The records below are to be copied word for word, with every picture left out.

— Start of Supplied records —

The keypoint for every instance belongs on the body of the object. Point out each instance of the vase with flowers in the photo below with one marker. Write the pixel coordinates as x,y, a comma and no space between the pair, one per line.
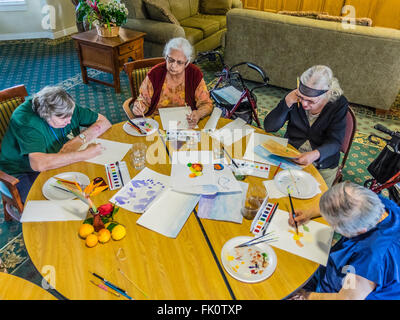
100,226
107,17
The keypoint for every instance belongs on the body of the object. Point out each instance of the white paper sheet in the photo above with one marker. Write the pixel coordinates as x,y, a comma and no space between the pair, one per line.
54,210
257,139
168,214
223,206
213,120
175,118
232,132
315,238
113,151
138,194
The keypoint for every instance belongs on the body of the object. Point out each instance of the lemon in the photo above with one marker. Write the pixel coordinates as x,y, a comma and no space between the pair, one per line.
85,230
118,232
104,235
91,240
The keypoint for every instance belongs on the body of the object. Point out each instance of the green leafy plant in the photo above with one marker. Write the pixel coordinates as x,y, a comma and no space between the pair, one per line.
113,13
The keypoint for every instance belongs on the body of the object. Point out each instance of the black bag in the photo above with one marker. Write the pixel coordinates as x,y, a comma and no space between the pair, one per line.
385,166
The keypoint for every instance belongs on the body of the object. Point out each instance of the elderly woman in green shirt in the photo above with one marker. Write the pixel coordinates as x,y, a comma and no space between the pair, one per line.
44,133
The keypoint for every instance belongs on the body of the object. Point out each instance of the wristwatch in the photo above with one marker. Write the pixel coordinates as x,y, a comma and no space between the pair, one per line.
83,137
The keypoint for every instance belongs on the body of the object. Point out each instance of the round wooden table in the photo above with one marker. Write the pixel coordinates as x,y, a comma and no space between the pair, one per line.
162,268
15,288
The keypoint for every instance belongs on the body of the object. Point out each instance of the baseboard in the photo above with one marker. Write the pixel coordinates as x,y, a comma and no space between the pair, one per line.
36,35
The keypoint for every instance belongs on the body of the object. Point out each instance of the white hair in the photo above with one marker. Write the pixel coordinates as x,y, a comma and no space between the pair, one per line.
180,44
350,208
321,78
53,101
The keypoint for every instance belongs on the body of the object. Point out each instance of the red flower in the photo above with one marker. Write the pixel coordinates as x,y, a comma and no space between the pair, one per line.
105,209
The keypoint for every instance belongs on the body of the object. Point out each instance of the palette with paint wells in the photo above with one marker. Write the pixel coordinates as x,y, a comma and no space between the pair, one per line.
249,168
117,174
263,217
248,264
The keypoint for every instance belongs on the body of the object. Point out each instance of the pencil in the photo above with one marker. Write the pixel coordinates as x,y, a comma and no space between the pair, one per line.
277,169
293,214
298,84
234,163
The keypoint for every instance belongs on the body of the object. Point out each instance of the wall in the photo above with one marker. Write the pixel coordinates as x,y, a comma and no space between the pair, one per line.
384,13
42,19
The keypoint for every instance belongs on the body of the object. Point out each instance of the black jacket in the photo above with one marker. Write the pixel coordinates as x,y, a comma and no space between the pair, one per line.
326,134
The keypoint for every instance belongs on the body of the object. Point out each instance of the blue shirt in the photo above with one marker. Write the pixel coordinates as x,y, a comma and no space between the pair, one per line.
374,255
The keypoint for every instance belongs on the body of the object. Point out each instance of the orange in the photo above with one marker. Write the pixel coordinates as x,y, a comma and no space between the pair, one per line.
104,235
118,232
91,240
85,230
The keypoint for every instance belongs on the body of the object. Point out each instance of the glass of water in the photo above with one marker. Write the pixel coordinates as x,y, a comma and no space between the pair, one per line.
138,155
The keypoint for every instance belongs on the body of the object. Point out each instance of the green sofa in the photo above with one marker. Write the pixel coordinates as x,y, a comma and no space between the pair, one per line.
366,60
204,31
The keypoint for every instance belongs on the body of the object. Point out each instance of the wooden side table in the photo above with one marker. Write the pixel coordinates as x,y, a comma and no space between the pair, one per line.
108,54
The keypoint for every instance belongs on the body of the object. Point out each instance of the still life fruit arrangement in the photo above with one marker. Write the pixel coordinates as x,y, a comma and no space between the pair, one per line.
100,226
196,169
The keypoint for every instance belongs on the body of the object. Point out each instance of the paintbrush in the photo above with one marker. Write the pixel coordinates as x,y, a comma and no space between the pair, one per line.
293,214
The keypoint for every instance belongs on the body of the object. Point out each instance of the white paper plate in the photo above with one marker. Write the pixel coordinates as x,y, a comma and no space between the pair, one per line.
302,184
148,124
52,193
241,269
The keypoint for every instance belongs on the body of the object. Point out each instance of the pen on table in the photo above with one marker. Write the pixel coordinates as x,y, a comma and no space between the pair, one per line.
119,173
276,171
104,288
229,156
293,214
111,285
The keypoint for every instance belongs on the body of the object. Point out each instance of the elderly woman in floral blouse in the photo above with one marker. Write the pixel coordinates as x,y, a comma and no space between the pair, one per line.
173,83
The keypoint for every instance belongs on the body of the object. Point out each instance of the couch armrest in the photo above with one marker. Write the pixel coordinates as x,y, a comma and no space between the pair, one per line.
237,4
156,31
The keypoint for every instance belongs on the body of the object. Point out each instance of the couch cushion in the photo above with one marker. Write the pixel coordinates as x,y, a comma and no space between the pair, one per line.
207,26
180,9
215,6
193,35
221,19
159,12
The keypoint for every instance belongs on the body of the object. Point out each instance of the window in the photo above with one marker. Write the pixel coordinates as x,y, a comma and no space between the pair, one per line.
13,5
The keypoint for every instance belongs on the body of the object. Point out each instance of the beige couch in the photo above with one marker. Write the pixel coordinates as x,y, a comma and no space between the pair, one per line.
366,60
204,31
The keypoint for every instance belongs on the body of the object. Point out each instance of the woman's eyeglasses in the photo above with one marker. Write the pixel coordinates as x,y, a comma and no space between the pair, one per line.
178,62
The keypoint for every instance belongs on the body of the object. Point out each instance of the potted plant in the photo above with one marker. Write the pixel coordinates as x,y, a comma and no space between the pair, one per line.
107,17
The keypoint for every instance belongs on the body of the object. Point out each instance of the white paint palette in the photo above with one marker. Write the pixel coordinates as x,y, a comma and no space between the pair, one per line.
250,168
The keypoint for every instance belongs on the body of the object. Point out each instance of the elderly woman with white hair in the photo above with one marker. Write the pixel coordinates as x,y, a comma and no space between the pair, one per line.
174,83
316,114
364,263
45,133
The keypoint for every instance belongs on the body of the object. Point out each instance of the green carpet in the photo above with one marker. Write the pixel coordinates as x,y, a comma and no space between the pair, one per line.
37,63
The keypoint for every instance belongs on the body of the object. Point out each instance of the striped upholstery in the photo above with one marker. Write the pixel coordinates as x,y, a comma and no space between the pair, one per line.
7,107
138,76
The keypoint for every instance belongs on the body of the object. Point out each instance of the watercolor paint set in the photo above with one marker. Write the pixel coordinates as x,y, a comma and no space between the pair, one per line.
263,217
255,169
117,174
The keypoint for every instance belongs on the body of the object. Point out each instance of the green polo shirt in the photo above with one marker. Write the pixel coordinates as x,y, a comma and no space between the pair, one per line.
28,133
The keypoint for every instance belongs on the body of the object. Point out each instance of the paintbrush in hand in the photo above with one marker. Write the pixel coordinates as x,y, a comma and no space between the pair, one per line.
293,213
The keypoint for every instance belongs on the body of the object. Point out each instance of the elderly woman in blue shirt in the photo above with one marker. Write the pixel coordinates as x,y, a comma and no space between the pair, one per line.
364,263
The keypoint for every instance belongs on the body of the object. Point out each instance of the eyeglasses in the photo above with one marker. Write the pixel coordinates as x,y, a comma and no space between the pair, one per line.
311,102
178,62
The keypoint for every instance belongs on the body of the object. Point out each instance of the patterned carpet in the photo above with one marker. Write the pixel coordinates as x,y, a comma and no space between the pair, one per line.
37,63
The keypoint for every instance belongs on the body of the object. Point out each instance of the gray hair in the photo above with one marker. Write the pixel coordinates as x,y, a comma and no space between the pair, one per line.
349,208
321,78
180,44
53,101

— End of Supplied records —

• Problem solution
The keypoint for every instance belongs on the body of the object. Point out each instance of the vase with flowers in the photo below with one marker. Write the pixel coordinates as x,y, a comma and no space between the pair, one per line.
100,226
107,17
The keypoint for every instance belongs on the body of the object. Point out each instance of the white paper sheet in the photo above with one marker. Write the pixel coordinates as x,y, a comma and no space between the pair, one per line.
54,210
257,139
168,214
223,206
213,120
175,118
232,132
315,238
113,151
138,194
The keypoint for every instance belongs on the body of the object. Point out each instance of the lemon in the photo above with one marker. Write the pixel coordinates as x,y, a comma and no space between the pair, one per line.
85,230
118,232
104,235
91,240
The keypoint for every instance belongs on the body of the object. Point out each instance of the green leafy plant in the photo above with one marker. Write the pixel coordinates as x,y, a comma and no space between the pair, one per line.
113,13
The keypoint for every instance belongs on the body of the object. Point out each instance of the black bag in the photo above with one marker. Write the pixel coordinates as x,y, a comma and no space between the pair, one per line.
385,166
The keypoint for every instance belongs on the body of the object. Point out each instance of the elderly woman in green shirt in the photo above with one marker. Write the pixel coordinates as x,y, a comma and no space between the pair, one per line.
44,133
The keypoint for every instance belongs on the body of the object. Point out each instance of the wristwatch in the photo above with one marker. Write the pixel coordinates as x,y, a comma and no space between the pair, one per line.
83,137
The keypoint for every instance belongs on the body of the object. Point out each instance of the round wooden table in the photo above with one marker. Write the pixel coordinates as x,y, a comma and no space between the pair, one per line.
162,268
15,288
The keypoint for every instance belongs on the body of the object. Point out each instance of the baseboard in the photo above with one marker. Write the pixel coordinates as x,y, a comma and no space between the pair, one per line.
36,35
The keypoint for every instance belongs on the body of the object. Point out each instance of the white hair in the photo above with one marker. Write the pixel coordinates as x,y, a comma and no space between the pair, one per line.
180,44
350,208
321,78
53,101
The keypoint for every instance belongs on the body of the object. Point out each instance of the red flower in the photo above with one marker. Write the pixel coordinates as x,y, a comma and no space between the pair, one per line.
105,209
The keypoint for every instance belongs on the body of the object. Point out each instance of the palette with paint wells in the photo above with one marker. Write the pixel coordinates as x,y, a comma and no space between the pair, one per line.
249,168
117,174
263,217
248,264
The keypoint for every instance belongs on the body of the object. Point out each instance of the pencil in the photo above with one marker. Write the pixel coordinates as x,y, a comma and no space between the pair, one per line.
277,169
293,214
298,84
234,163
The keypoint for every instance belongs on the body of the object. Point out each instance of the wall in the photo above with one marker. Write the pixel coordinates as x,y, a comma and no space between the pair, one per line.
384,13
42,19
The keypoint for every instance belongs on the body of the object. Point out each instance of the black jacket in the photo above with one marker. Write the pixel coordinates as x,y, a comma and no space between the pair, one per line.
326,134
The keypoint for every instance belongs on the body of the object. Point out each instance of the blue shirt in the photo above with one marker. Write the pixel coordinates as x,y, a comma and no space between the pair, one per line.
374,255
The keypoint for every instance belongs on the body of the object. Point out each instance of the orange in the photo above with one marker. Write the pixel coordinates as x,y, a comma and no space between the pair, one per line.
104,235
118,232
91,240
85,230
The keypoint for every instance belongs on the body of the object. Point out each instance of the glass of water in the photo above with one marker. Write the pixel coordinates as x,y, a comma and no space between the pair, one per line.
138,155
The keypoint for every instance belongs on the body of the object. Point out each instance of the green sofa in the photo above with one marker. Write the pixel coordinates as x,y, a comma and no space between the pair, one per line.
366,60
204,31
The keypoint for every instance belongs on the body of the object. Point out each instance of the wooden side table in the photo above with one marker. Write the pixel coordinates as x,y, a comma and no space between the pair, one per line.
108,54
The keypoint for every instance belongs on the body of the object. Point out each instance of the still life fruit arrangement in the photo above with one marker. Write the pixel coordinates as x,y, a comma and no space between the pair, one per line.
100,226
196,169
The keypoint for every instance belongs on the body of the object. Point out each instance of the paintbrush in the photo above with one marker. Write the pixel coordinates as x,y, a comma and no space between the pair, one per line.
293,214
The keypoint for every instance belongs on the body of the object. Point out each instance of the white paper plate in the photo above with one marker. Write the pixel coordinates as x,y, a comma and no space between the pair, one per line.
302,184
148,124
52,193
241,269
The keypoint for every instance belongs on the body of the object. Point out each instance of the pen on table in the photo above with one marker. Write the pixel coordinates as x,y, a comma and no space between the pair, one per line.
119,173
276,171
104,288
229,156
293,214
111,285
The keypoint for every instance belongs on the body of the object. Point out each instance of the elderly woman in floral blouse in the photo above with one marker. Write the pixel coordinates as x,y, a comma and no space between the pair, one per line.
173,83
The keypoint for every instance belongs on the body of the object. Point out each instance of the couch armrest in the photo above with one marker. Write the pixel coordinates as x,y, a comma and no space between the pair, one per line.
237,4
156,31
The keypoint for every instance belongs on the body of the object. Point out each instance of the couch cushion in the photo above with one marker. Write the pixel coordinates as x,y, a comma and no space between the pair, one per line.
207,26
180,9
215,6
193,35
221,19
159,12
The keypoint for every instance belongs on the body of the object. Point out each instance of the window in the photo above with one marker. Write the pixel coordinates as x,y, a comma and no space between the pair, one per line.
13,5
The keypoint for every instance belongs on the body of the object. Point out each instance of the beige couch in the photo above with one marker. Write the pixel coordinates as x,y, a comma and no space between the pair, one per line.
366,60
204,31
The keypoint for every instance belongs on the body of the object. Point out each instance of the woman's eyeglasses in the photo above with one marker. Write the pixel coordinates as x,y, a comma and no space between the pair, one per line.
178,62
The keypoint for every instance belongs on the body of the object. Point out each instance of the potted plant in the photo above with one marker. Write the pixel coordinates as x,y, a comma and no space between the pair, one per line.
107,17
The keypoint for every instance belongs on the body of the object. Point out each instance of the white paint palette in the photo above with one marker. Write the pixel coordinates as x,y, a comma and no space between the pair, one per line.
250,168
The keypoint for every instance belongs on the body of the object. Point out each instance of the elderly woman with white hair in the photo above with one marker. Write the pixel coordinates as x,y, a comma and no space between the pair, one per line.
174,83
316,114
364,263
45,133
The keypoint for every instance belongs on the body of the object. Point out each instance of the green carpet in the photo above with one marker. Write the pixel coordinates as x,y, a comma and no space between the pair, one per line.
37,63
The keypoint for every instance belongs on the body of the object. Point out each instance of the striped upholstery in the photo above with one marker. Write the pixel coordinates as x,y, a comma and no space between the pair, one per line.
7,107
138,76
The keypoint for every instance belongs on the body of the object. Point out each instance of the watercolor paint set in the photo above with one marker. Write the pixel coordinates as x,y, a comma and no space between the pair, one per line.
263,217
255,169
117,174
The keypoint for every instance belongs on the body of the object. Point out each instance of the green polo shirt in the photo above with one marker. Write the pixel coordinates as x,y, a comma and no space between the pair, one per line.
28,133
The keypoint for every instance belongs on the body of the object. Point out each instance of the paintbrush in hand in the photo above with one marker. Write the pixel coordinates as x,y, a comma and no space between the pair, one per line.
293,213
The keypoint for every instance belongs on the body of the object. Point out each instance of the elderly woman in blue shirt in the photo above with one marker. Write the pixel coordinates as x,y, a comma and no space between the pair, one per line.
364,263
The keypoint for every instance belongs on the body of the object. Point out each instance of the eyeglasses in the photo above with one marker. Write the pixel coordinates as x,y, a comma and no space between the pair, one per line.
311,102
178,62
The keypoint for every instance belongs on the body of the object. Point out each instance of the patterned carpet in the photo above with one marker. Write the pixel coordinates as x,y, a comma and no space between the pair, one per line.
37,63
The keypoint for every instance belongs on the body of the object. Point out each instance of the gray hair in the photo above with one marker. Write the pixel coordinates as x,y, a comma and no space between the pair, one per line.
349,208
321,78
180,44
53,101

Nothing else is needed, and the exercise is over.